+++ TEXT SECTION
What wine figure has had the biggest impact on you?

I always find it interesting to meet people who are really into wine and hear how they were first exposed to this wonderful hobby. So many great stories of eye-opening bottles, parents who imparted their passion onto their children, etc.

I’d be curious to hear about who has had the greatest impact on your personal wine journey. Was it an old-school critic like JR, MB, or RP? Magazines such as Spectator, Decanter, or Noble Rot? A fellow Berserker or wine aficionado? Perhaps even a specific winemaker? Whether it was GaryV, Galloni, or signore Klapp, it’d be interesting to hear who had the most profound impact on your personal wine journey and why. Cheers!

Paul Masson and Orson Welles. They would sell no wine before its time.

In 1981 (just turned 16 years), Christmas family dinner. Before this, I didn’t like wine at all (“sour taste, and low alcohol, -No thanks”! ).

My father had a small box of wines, 6-8 bts. from My grand parents. Bottles were saved “for a special event”.
Some NV Champagnes, a port, and two 1959 red wines. Upright in box, City apartment, no temp. control, many years like this !

We opened the burg, and the Bordeaux, both 1959 and unknown, believing they were ruined, but they were both great wines. As I remember, they were light, not bitter, brick colored, and very easy to swallow with the traditional roasted duck. A new dimension of flavors, paired with food, opened up for Me…
I had to start My own collection.

In the mid 90’s, I was a fan of RP, I loved to read the juicy TNs, and then buying the same wines, for My cellar. Great advices, that I appreciate a lot today.

Regards, Soren.

My Dad, who exposed me to wine and a very civilized existence. We still drink together quite regularly. We are uniquely different people, but wine is a shared passion.

Robert Parker, for starting my education into French wines. Yea, I broke up with him in 1999, but still have to give him credit.

And then my very close friends with whom I have shared this passion for many years. I started my career with 4 other young lawyers in a large firm, and together we started wine tastings and a wine club, which ran for years. I still break bread with some of these gents. My current group of wine friends are also my cycling buddies, and my very best friends, of 15+ years. Sharing wines, meals, cycling and seamless conversation on so many vast subjects - some of which is entirely puerile - is what brings it all together.

Gotta give this Board some credit too. Have made some wonderful friends here. And learned many things and been exposed to wines that I had never heard of before. We have a great community here.

Really, this board, and the people who are a part of it. I’d been into wine for a couple years, and had read whatever I could find on the subject.

But most of my reading is done online and I was finding less and less value in the Spectator. Decanter didn’t do much for me either. So I googled “wine forums” and stumbled across this place.

That was in May 2014 and it’s been really fascinating to look back on these last couple of years and see my evolution. I was smitten by Berserkers quite early, and decided to start at the very beginning of the forum and work my way forward through every topic that struck my fancy. That took about six months.

Thanks to this board, its members, the discussions, and the reviews, my understanding of the wine world expanded from “US wine is Napa and Sonoma, and oh yeah Oregon does some Pinot too”, to gaining an appreciation for other areas of California such as The SCM and Anderson Valley, and really understanding the differences in that can occur with the same grape across all of these regions.
++++++
ACTIONS TO TAKE
1: Quote the wine forum thread from "In 1981 (just" up to and including "a lot today.".
2: Write a continuation of the wine forum thread, picking up after its final sentence.
The records that come next are separate from the wine forum thread.
+++ DATA EXCERPTS
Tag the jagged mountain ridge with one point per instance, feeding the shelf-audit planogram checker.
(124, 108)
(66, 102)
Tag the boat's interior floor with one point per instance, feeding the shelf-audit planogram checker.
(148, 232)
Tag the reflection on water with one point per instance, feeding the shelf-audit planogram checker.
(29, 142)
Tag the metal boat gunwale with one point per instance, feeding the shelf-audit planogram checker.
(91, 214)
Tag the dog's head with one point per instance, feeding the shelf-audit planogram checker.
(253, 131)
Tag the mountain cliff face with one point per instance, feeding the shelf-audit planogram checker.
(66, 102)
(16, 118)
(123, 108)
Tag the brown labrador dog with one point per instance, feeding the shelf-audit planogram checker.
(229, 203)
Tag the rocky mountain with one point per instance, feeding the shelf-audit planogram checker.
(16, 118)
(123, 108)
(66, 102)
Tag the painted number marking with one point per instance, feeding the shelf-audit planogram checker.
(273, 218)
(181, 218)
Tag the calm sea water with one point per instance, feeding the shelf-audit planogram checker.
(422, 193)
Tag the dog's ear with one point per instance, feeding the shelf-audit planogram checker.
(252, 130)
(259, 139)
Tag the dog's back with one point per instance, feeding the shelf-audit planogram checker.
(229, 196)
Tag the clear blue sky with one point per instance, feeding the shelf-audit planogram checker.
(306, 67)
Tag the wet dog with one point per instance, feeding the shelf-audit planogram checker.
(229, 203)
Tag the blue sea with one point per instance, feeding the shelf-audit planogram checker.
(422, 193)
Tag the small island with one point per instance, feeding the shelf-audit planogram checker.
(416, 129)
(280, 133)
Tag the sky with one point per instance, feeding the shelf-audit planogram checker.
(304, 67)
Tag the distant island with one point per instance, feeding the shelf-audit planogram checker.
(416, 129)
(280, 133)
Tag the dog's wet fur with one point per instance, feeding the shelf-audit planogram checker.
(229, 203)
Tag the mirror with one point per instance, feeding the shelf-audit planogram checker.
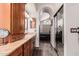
(3, 33)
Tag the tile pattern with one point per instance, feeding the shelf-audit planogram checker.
(46, 49)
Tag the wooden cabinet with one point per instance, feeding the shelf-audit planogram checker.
(17, 18)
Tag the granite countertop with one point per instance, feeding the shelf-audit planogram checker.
(10, 47)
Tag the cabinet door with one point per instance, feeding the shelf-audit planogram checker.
(17, 18)
(17, 52)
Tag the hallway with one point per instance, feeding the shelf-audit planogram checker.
(46, 49)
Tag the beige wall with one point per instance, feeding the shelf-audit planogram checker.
(5, 16)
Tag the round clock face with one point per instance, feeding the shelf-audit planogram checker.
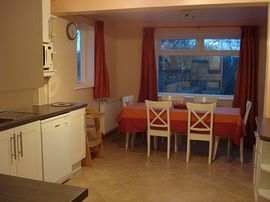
(71, 31)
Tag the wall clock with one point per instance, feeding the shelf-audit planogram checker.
(71, 31)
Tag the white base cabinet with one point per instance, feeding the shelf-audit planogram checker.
(77, 133)
(20, 151)
(63, 140)
(56, 148)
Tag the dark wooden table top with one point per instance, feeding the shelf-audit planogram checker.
(40, 112)
(20, 189)
(263, 125)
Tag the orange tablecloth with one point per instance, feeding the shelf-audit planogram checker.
(227, 121)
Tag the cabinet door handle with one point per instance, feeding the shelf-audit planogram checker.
(13, 144)
(21, 144)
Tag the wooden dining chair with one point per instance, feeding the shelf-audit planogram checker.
(205, 99)
(127, 101)
(229, 143)
(176, 99)
(94, 142)
(158, 122)
(200, 125)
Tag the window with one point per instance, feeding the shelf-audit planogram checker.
(85, 56)
(198, 61)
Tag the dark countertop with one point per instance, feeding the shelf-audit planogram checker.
(40, 112)
(263, 125)
(14, 189)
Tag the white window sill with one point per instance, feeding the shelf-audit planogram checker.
(220, 97)
(83, 86)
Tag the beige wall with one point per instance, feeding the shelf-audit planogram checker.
(62, 85)
(16, 99)
(84, 6)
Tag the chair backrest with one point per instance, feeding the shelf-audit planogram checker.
(200, 118)
(127, 100)
(158, 115)
(248, 107)
(202, 99)
(174, 98)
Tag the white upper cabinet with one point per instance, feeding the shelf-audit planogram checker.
(21, 45)
(46, 20)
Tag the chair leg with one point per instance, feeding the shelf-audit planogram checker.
(148, 145)
(127, 140)
(133, 135)
(215, 147)
(188, 150)
(229, 147)
(210, 151)
(168, 147)
(175, 142)
(100, 153)
(241, 150)
(87, 161)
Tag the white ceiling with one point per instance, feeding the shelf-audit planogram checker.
(173, 14)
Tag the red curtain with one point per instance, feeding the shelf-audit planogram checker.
(246, 84)
(148, 87)
(102, 86)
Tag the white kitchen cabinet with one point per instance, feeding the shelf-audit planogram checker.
(7, 161)
(20, 150)
(56, 148)
(46, 20)
(77, 133)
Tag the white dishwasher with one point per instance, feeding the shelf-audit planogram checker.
(56, 148)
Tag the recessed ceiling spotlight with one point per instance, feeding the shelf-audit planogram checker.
(186, 16)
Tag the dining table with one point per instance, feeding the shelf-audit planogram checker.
(228, 122)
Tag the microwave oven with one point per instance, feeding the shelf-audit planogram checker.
(48, 56)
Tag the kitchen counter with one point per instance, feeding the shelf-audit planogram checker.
(40, 112)
(15, 189)
(263, 126)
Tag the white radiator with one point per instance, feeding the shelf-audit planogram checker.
(110, 107)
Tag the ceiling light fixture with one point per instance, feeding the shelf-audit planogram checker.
(186, 16)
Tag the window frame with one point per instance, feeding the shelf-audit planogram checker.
(87, 46)
(200, 34)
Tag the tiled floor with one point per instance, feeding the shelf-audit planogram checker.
(131, 176)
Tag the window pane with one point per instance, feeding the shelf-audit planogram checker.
(222, 44)
(178, 44)
(197, 74)
(79, 67)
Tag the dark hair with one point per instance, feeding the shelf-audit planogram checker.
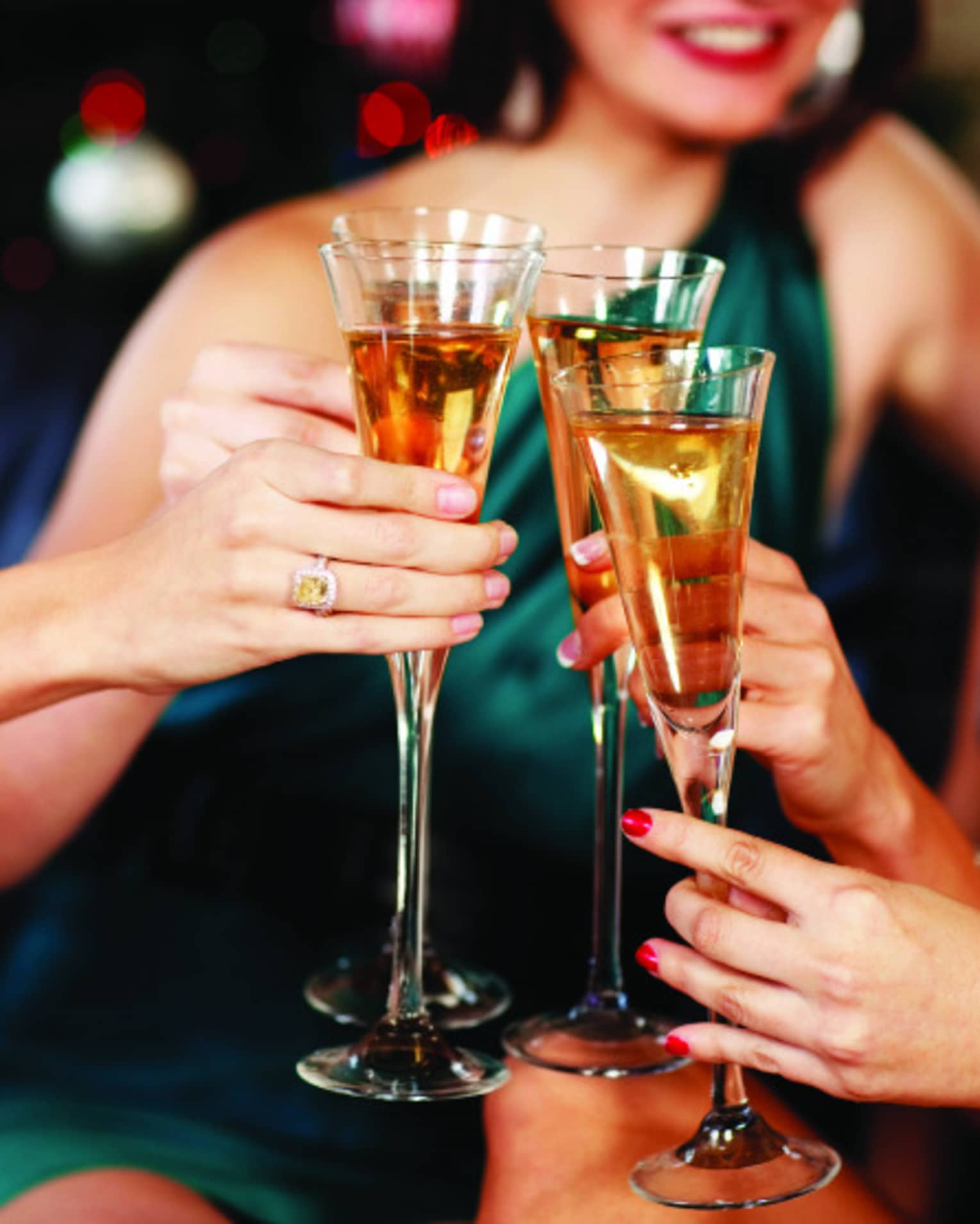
(496, 37)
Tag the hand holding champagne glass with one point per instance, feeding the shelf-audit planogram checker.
(431, 330)
(592, 302)
(671, 442)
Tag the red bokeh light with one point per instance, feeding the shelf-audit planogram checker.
(395, 114)
(449, 133)
(27, 265)
(113, 107)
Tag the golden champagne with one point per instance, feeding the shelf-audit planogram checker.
(430, 395)
(558, 343)
(683, 486)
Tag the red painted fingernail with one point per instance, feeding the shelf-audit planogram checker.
(637, 823)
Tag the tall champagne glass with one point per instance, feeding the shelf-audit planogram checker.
(431, 330)
(592, 302)
(353, 988)
(671, 442)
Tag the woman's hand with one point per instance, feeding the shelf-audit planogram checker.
(204, 589)
(860, 987)
(802, 714)
(241, 393)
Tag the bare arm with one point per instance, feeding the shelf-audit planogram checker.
(258, 282)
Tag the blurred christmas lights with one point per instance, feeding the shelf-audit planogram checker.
(111, 204)
(113, 107)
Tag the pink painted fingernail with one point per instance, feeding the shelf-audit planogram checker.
(497, 587)
(637, 823)
(589, 550)
(466, 624)
(508, 543)
(569, 650)
(455, 500)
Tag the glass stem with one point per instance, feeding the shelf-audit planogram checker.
(701, 764)
(610, 696)
(416, 676)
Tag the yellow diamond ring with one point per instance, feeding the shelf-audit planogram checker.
(314, 588)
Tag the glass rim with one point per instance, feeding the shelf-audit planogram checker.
(536, 229)
(714, 266)
(377, 250)
(751, 359)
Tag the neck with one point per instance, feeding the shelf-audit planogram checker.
(634, 151)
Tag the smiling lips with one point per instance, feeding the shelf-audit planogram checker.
(727, 44)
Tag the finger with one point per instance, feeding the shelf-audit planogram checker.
(721, 1043)
(765, 1006)
(304, 633)
(275, 375)
(770, 872)
(235, 421)
(380, 537)
(309, 475)
(601, 632)
(186, 461)
(391, 591)
(771, 566)
(735, 939)
(787, 673)
(786, 615)
(591, 553)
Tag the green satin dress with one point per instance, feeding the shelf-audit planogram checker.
(149, 990)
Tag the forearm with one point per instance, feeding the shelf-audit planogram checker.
(902, 830)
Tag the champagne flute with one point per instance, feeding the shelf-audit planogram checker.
(671, 440)
(591, 302)
(353, 990)
(431, 330)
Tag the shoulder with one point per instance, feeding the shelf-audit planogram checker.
(892, 195)
(261, 278)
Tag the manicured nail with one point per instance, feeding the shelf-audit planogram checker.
(508, 543)
(497, 587)
(589, 550)
(637, 823)
(455, 500)
(466, 624)
(569, 650)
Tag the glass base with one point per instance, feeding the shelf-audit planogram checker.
(594, 1041)
(404, 1060)
(735, 1159)
(354, 990)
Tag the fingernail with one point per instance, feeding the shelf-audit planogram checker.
(637, 823)
(589, 550)
(508, 543)
(497, 587)
(569, 650)
(466, 624)
(455, 500)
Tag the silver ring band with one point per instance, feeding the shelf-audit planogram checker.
(314, 588)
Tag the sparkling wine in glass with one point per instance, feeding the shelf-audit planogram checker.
(594, 302)
(431, 330)
(354, 988)
(671, 443)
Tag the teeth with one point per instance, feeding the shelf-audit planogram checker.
(728, 38)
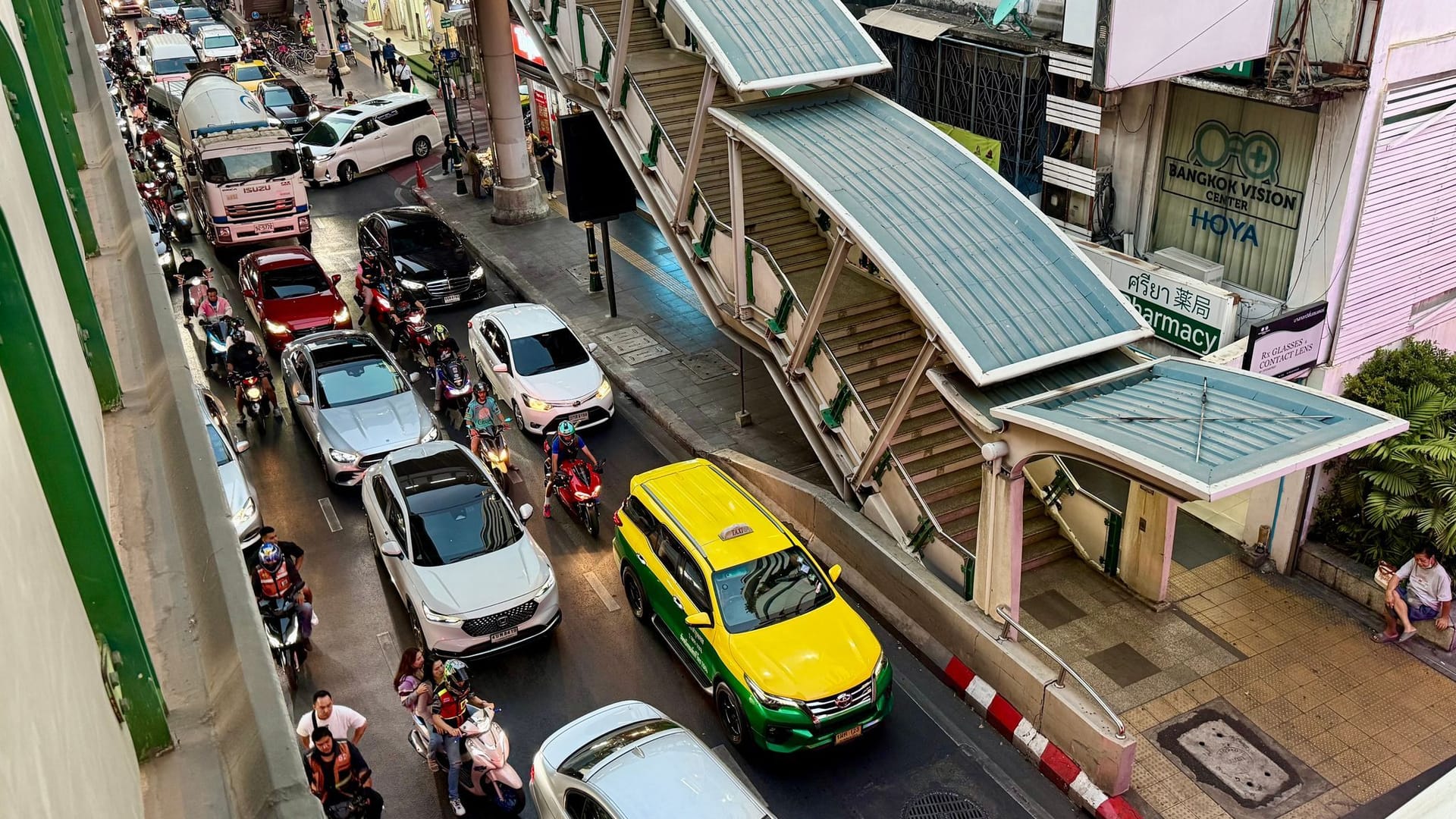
++++++
RESPONSES PER TASK
1:
In 1981 (just turned 16 years), Christmas family dinner. Before this, I didn’t like wine at all (“sour taste, and low alcohol, -No thanks”! ).

My father had a small box of wines, 6-8 bts. from My grand parents. Bottles were saved “for a special event”.
Some NV Champagnes, a port, and two 1959 red wines. Upright in box, City apartment, no temp. control, many years like this !

We opened the burg, and the Bordeaux, both 1959 and unknown, believing they were ruined, but they were both great wines. As I remember, they were light, not bitter, brick colored, and very easy to swallow with the traditional roasted duck. A new dimension of flavors, paired with food, opened up for Me…
I had to start My own collection.

In the mid 90’s, I was a fan of RP, I loved to read the juicy TNs, and then buying the same wines, for My cellar. Great advices, that I appreciate a lot today.

2:
This board has also helped me discover my love of old school, classically structured Napa Cab, low/unoaked Chardonnay, reds and whites from the Loire, left bank Bordeaux, and German Riesling (not necessarily in that order).

I feel like I’ve gained 20 years of wine education in just 2. Can’t imagine what the next 2 hold, much less the next 20!!!

Señor Orlando. He taught me to embrace the green.

waaaaay back when, I had

http://www.amazon.com/Wines-spirits-Foods-world-Waugh/dp/B0006BWMJA

Wines and spirits, (Foods of the world) Hardcover – 1968
by Alec Waugh

Helped open up the world and kindle the fire.

The person who kicked my interest in wine up several notches from the “I’ll have a glass if there’s no decent beer on tap” level to the “I need to commit to a cellar in the basement” level was a friend who’s a Master Sommelier. If not for him, I’d probably not be neck deep in this hobby. Specifically, a 1996 JC Pichot Les Larmes de Bacchus years ago and more recently a 1993 Ponsot Clos de la Roche - both from Bern’s - were the bottles that hurt my wallet the most.

As far as members on this board, both Craig G and Robert Alftert made me dip my tow back in the Bordeaux pool, which would have been a region I simply avoided otherwise. Gotta give a shout out to Mike Pobega for some very nice California Cab recommendations, and thanks to Alan and Chris for their suggestions / trades of American Pinot during the “Pick a Buddy” swaps.

Alexis Lichine.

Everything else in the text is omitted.